**What to do:**
For the entries below, work out how many lines contain the string "jacket" and write only the number.

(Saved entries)
---
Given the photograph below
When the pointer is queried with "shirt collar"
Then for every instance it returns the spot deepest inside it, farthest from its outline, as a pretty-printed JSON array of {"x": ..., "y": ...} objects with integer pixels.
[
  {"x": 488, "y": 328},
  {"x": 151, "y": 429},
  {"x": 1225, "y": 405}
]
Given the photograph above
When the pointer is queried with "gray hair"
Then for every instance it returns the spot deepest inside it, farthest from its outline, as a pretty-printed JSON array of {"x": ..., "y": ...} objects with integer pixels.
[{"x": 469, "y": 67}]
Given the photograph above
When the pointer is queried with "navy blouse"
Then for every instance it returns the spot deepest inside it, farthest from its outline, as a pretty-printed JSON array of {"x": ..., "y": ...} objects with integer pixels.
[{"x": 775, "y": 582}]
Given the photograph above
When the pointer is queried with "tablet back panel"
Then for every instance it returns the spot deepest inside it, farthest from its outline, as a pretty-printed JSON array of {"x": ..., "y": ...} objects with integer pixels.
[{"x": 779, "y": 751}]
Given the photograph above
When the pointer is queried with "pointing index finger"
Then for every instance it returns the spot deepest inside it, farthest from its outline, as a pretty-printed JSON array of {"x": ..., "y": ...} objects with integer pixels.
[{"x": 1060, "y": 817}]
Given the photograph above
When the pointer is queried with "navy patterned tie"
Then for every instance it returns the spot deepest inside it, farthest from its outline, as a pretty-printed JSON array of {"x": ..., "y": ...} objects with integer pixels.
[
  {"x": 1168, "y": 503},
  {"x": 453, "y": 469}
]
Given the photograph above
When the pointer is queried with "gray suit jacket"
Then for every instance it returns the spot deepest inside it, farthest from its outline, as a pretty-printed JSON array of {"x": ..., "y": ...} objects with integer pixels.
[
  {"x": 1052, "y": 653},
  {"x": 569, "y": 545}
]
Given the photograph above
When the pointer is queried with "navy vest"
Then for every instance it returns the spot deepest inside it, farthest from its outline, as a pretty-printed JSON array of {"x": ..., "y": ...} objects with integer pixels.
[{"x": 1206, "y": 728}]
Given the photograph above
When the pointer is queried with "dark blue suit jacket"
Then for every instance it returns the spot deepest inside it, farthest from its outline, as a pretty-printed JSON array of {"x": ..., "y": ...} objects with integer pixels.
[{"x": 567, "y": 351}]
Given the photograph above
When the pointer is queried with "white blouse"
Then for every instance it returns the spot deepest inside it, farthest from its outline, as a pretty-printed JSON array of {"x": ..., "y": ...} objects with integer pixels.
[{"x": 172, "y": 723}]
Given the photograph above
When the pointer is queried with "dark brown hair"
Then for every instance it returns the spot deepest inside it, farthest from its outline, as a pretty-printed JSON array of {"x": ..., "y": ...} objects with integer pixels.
---
**Output below:**
2